Prompt >> Only the line containing "the red circle" and those after it, up to the end of the records below, are to be set down, exactly as written.

Information supplied >>
----------
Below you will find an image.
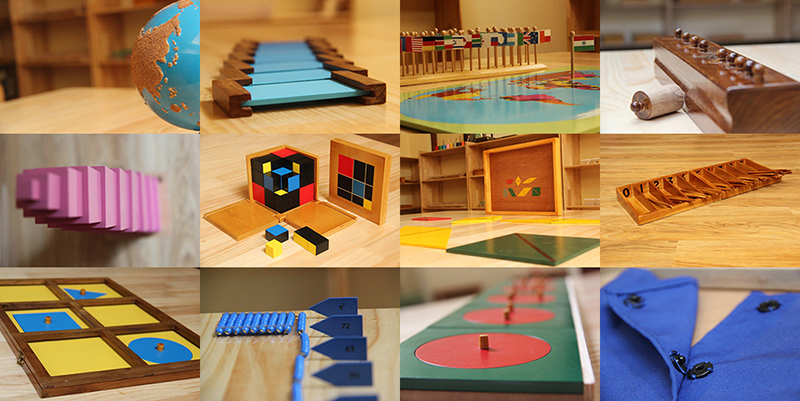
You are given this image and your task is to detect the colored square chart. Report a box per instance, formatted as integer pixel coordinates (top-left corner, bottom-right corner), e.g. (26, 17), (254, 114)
(29, 337), (131, 377)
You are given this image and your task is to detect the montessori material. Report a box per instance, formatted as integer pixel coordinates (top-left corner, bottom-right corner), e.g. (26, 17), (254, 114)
(483, 138), (563, 215)
(401, 275), (593, 400)
(446, 233), (599, 266)
(616, 158), (791, 225)
(0, 278), (199, 397)
(214, 312), (296, 336)
(293, 226), (329, 256)
(328, 139), (392, 225)
(16, 166), (160, 234)
(629, 28), (800, 133)
(265, 225), (289, 242)
(265, 240), (282, 258)
(400, 226), (452, 250)
(451, 216), (503, 225)
(213, 38), (386, 118)
(131, 1), (200, 131)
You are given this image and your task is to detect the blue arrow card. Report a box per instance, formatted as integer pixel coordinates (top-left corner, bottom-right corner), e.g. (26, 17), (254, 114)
(313, 336), (367, 360)
(310, 297), (358, 316)
(330, 396), (378, 401)
(311, 315), (363, 337)
(313, 361), (372, 386)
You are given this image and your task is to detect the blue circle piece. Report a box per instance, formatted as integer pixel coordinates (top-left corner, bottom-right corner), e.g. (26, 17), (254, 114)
(129, 338), (193, 364)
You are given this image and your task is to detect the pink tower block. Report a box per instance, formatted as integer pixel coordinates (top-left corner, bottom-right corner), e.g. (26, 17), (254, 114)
(18, 167), (83, 218)
(148, 175), (160, 233)
(16, 171), (60, 211)
(56, 167), (118, 231)
(131, 171), (142, 233)
(140, 171), (150, 233)
(112, 168), (131, 232)
(44, 166), (102, 227)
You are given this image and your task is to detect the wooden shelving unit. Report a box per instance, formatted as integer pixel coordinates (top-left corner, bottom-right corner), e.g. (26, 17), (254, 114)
(561, 134), (600, 210)
(0, 0), (16, 100)
(401, 156), (422, 215)
(416, 134), (594, 213)
(601, 0), (800, 50)
(7, 0), (172, 96)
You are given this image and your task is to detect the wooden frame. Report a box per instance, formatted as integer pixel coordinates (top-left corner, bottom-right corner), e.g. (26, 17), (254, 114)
(0, 278), (199, 398)
(616, 158), (791, 225)
(328, 138), (392, 225)
(483, 138), (563, 215)
(245, 145), (319, 204)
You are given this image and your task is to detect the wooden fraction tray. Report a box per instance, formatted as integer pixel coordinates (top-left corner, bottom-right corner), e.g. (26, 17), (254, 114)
(0, 278), (199, 398)
(652, 31), (800, 133)
(401, 275), (594, 400)
(213, 38), (386, 117)
(616, 158), (791, 225)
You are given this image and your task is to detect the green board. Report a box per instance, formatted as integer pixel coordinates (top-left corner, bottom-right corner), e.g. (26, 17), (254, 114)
(428, 302), (573, 330)
(446, 233), (599, 266)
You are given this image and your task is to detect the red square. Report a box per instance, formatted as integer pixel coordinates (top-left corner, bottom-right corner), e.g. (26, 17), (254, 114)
(299, 184), (314, 205)
(272, 148), (297, 158)
(252, 182), (265, 204)
(338, 155), (353, 177)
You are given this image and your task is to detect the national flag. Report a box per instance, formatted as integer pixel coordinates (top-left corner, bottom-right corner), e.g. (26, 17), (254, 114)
(443, 35), (453, 50)
(539, 29), (551, 43)
(517, 32), (524, 46)
(471, 34), (482, 48)
(400, 37), (406, 52)
(435, 36), (445, 51)
(483, 32), (503, 46)
(410, 37), (423, 53)
(573, 34), (594, 51)
(452, 35), (469, 49)
(504, 32), (517, 46)
(422, 36), (436, 51)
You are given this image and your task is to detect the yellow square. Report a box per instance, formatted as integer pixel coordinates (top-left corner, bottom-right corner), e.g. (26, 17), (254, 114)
(30, 337), (131, 376)
(262, 162), (271, 173)
(58, 283), (122, 299)
(0, 285), (58, 303)
(364, 200), (372, 211)
(265, 239), (282, 258)
(294, 234), (309, 250)
(293, 162), (300, 174)
(8, 308), (89, 332)
(276, 189), (287, 196)
(85, 304), (159, 327)
(116, 331), (200, 365)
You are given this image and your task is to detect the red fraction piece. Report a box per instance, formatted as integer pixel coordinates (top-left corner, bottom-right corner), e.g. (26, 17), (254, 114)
(415, 333), (551, 369)
(411, 217), (452, 221)
(338, 154), (354, 177)
(487, 294), (556, 304)
(271, 148), (297, 158)
(463, 307), (555, 325)
(503, 284), (555, 293)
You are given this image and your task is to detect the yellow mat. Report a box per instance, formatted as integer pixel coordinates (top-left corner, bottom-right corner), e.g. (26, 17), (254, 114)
(400, 226), (452, 249)
(85, 304), (159, 327)
(117, 331), (200, 365)
(30, 337), (131, 376)
(504, 218), (600, 225)
(0, 285), (58, 303)
(58, 283), (122, 299)
(451, 216), (503, 225)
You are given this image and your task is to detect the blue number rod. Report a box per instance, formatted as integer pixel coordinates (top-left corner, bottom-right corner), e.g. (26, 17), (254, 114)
(243, 81), (369, 108)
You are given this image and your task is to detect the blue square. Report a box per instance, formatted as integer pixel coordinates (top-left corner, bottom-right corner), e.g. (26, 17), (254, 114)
(272, 167), (293, 177)
(288, 174), (300, 192)
(64, 288), (106, 299)
(13, 312), (81, 332)
(266, 225), (288, 236)
(352, 180), (365, 198)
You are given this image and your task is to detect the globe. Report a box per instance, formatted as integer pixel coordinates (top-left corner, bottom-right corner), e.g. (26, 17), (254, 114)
(131, 0), (200, 131)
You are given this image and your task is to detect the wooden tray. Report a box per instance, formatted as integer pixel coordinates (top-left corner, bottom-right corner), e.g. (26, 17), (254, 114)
(0, 278), (199, 398)
(282, 200), (357, 237)
(616, 158), (791, 225)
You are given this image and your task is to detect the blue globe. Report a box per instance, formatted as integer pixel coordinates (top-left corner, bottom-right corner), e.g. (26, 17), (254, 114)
(131, 0), (200, 131)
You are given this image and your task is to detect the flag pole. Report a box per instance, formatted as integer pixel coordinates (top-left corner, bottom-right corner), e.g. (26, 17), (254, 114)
(533, 25), (538, 64)
(476, 27), (482, 70)
(516, 27), (522, 66)
(492, 26), (498, 68)
(524, 26), (530, 65)
(570, 31), (575, 82)
(467, 29), (474, 71)
(400, 32), (406, 77)
(459, 29), (465, 72)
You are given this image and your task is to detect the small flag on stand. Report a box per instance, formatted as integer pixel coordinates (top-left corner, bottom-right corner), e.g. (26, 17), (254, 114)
(539, 29), (551, 43)
(573, 34), (595, 51)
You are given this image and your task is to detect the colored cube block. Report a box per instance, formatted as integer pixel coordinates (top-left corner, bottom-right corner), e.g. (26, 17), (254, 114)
(272, 188), (300, 213)
(287, 173), (300, 192)
(299, 184), (314, 205)
(252, 182), (265, 204)
(265, 239), (282, 258)
(294, 226), (329, 256)
(264, 172), (280, 192)
(265, 224), (289, 242)
(286, 154), (315, 187)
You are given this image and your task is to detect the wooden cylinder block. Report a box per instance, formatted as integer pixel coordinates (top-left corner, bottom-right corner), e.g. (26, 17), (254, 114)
(44, 316), (51, 324)
(479, 334), (489, 350)
(80, 289), (86, 295)
(630, 84), (685, 120)
(503, 308), (511, 321)
(507, 302), (514, 312)
(156, 343), (165, 352)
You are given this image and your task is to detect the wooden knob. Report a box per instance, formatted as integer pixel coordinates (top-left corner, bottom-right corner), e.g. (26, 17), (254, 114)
(80, 289), (86, 295)
(479, 334), (489, 350)
(744, 59), (755, 75)
(156, 343), (165, 352)
(674, 28), (683, 39)
(507, 302), (514, 312)
(716, 48), (728, 60)
(753, 63), (765, 84)
(735, 56), (745, 70)
(44, 316), (51, 324)
(631, 84), (685, 120)
(682, 32), (691, 43)
(727, 52), (738, 65)
(503, 308), (511, 321)
(699, 40), (708, 52)
(690, 36), (699, 47)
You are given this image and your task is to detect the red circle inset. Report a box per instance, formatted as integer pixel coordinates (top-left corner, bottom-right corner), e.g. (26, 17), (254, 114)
(487, 294), (556, 304)
(463, 307), (555, 325)
(503, 284), (555, 293)
(415, 333), (551, 369)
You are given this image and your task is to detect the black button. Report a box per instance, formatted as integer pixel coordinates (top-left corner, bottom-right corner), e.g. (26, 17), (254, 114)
(757, 300), (781, 313)
(624, 294), (644, 308)
(687, 362), (713, 379)
(670, 351), (688, 375)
----------
Problem solution >>
You are given this image and your task is to detect the red circle inset. Report a box per instance, formatted as integer pixel coordinates (top-left corner, bottom-right corner), e.g. (26, 17), (254, 114)
(487, 294), (556, 304)
(463, 307), (555, 325)
(503, 284), (555, 293)
(415, 333), (551, 369)
You are given this image and your task is to detect the black button. Report a box per instance, formatted as integer pixel coordinates (top-left corner, bottom-right corner), e.g. (26, 17), (254, 114)
(757, 300), (781, 313)
(624, 294), (644, 308)
(687, 362), (713, 379)
(670, 351), (688, 375)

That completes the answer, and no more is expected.